• 给定任务 A
统计下方记录中含有字符串“trees”的行数，区分大小写，只给出数字。

※ ※ ※

PhantomReference虚引用主要用来跟踪对象被垃圾回收器回收的活动。虚引用与软引用和弱引用的一个区别在于:虚引用必须和引用队列 (ReferenceQueue)联合使用。当垃圾回收器准备回收一个对象时,如果发现它还有虚引用,就会在回收对象的内存之前,把这个虚引用加入到与之关联的引用队列中。

在这个场景里也就是说当JVM垃圾回收器准备回收某个DirectByteBuffer对象时,发现这个DirectByteBuffer对象有虚引用,就会将虚引用加入到与之关联的引用队列中。将虚引用加入到与之关联的引用队列中有什么作用?看一下Reference的实现代码

public abstract class Reference<T> {
  ...
  private T referent;
  ...

  static private class Lock { }
    private static Lock lock = new Lock();


    /* List of References waiting to be enqueued.  The collector adds
     * References to this list, while the Reference-handler thread removes
     * them.  This list is protected by the above lock object. The
     * list uses the discovered field to link its elements.

※ ※ ※

• 给定任务 B
把上面讲虚引用的这段文本完整地重写一遍，一字不改。

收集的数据
※ ※ ※

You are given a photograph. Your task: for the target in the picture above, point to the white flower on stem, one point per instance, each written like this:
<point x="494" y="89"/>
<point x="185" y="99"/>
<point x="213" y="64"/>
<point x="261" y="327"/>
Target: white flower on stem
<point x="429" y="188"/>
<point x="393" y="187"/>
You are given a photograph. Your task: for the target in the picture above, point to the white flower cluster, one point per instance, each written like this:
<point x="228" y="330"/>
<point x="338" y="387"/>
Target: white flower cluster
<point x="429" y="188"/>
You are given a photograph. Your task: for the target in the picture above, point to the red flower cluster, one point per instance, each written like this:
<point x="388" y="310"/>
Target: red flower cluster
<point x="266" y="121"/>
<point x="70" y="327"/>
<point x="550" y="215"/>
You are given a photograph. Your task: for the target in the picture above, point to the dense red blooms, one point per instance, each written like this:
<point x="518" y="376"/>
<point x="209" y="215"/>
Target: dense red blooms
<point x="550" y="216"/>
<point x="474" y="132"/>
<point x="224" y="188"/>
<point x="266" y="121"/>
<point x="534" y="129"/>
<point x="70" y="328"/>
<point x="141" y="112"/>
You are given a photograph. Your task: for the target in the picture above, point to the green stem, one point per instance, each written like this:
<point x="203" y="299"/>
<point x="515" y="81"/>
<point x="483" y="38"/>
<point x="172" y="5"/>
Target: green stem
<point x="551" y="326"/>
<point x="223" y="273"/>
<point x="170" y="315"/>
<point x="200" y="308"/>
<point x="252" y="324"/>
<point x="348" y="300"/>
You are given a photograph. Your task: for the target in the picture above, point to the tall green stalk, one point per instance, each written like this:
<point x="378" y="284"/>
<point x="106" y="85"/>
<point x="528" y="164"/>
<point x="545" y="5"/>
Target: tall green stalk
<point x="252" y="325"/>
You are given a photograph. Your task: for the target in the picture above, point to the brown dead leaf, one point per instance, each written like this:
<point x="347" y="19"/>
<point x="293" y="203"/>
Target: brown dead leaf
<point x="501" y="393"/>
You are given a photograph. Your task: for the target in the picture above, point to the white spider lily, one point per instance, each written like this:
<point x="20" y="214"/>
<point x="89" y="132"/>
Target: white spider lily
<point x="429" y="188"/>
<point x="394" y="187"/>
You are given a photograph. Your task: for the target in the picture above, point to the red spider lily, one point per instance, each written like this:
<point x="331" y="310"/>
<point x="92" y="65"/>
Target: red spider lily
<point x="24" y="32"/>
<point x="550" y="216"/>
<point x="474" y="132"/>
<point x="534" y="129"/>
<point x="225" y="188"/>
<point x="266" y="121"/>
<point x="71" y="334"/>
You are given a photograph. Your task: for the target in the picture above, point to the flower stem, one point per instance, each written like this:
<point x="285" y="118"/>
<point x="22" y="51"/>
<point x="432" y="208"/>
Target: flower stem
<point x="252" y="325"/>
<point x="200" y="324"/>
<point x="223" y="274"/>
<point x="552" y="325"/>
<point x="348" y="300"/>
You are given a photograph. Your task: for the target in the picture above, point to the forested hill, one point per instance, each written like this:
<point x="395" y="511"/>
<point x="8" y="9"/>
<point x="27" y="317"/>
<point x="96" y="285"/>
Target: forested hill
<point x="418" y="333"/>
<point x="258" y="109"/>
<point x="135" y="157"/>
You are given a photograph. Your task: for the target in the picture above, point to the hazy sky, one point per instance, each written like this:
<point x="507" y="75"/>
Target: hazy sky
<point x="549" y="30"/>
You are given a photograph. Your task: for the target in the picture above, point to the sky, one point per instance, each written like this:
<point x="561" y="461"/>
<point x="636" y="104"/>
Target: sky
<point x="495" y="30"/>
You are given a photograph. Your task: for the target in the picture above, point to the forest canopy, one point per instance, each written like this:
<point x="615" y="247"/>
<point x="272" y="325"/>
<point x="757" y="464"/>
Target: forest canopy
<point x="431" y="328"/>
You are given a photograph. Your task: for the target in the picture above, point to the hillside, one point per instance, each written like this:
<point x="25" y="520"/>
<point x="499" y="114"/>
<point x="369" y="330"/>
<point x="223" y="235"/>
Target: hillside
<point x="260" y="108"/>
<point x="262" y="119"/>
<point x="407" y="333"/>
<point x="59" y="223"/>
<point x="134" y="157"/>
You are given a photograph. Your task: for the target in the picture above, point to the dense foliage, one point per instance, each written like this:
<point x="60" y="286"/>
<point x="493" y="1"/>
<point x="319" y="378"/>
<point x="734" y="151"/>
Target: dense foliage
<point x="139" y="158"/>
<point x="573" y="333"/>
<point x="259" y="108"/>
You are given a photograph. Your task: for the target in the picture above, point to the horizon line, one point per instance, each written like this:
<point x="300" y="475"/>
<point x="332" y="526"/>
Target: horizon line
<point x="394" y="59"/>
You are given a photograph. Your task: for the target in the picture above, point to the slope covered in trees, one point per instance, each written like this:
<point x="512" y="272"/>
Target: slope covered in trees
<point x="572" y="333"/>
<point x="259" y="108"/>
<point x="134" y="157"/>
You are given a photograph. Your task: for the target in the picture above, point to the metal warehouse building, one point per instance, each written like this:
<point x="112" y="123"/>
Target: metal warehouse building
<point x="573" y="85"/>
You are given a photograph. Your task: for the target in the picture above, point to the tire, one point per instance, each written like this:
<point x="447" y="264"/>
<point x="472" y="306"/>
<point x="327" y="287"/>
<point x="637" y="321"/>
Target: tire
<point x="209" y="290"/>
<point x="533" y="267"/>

※ ※ ※

• 书面回答 A
2

• 书面回答 B
PhantomReference虚引用主要用来跟踪对象被垃圾回收器回收的活动。虚引用与软引用和弱引用的一个区别在于:虚引用必须和引用队列 (ReferenceQueue)联合使用。当垃圾回收器准备回收一个对象时,如果发现它还有虚引用,就会在回收对象的内存之前,把这个虚引用加入到与之关联的引用队列中。

在这个场景里也就是说当JVM垃圾回收器准备回收某个DirectByteBuffer对象时,发现这个DirectByteBuffer对象有虚引用,就会将虚引用加入到与之关联的引用队列中。将虚引用加入到与之关联的引用队列中有什么作用?看一下Reference的实现代码

public abstract class Reference<T> {
  ...
  private T referent;
  ...

  static private class Lock { }
    private static Lock lock = new Lock();


    /* List of References waiting to be enqueued.  The collector adds
     * References to this list, while the Reference-handler thread removes
     * them.  This list is protected by the above lock object. The
     * list uses the discovered field to link its elements.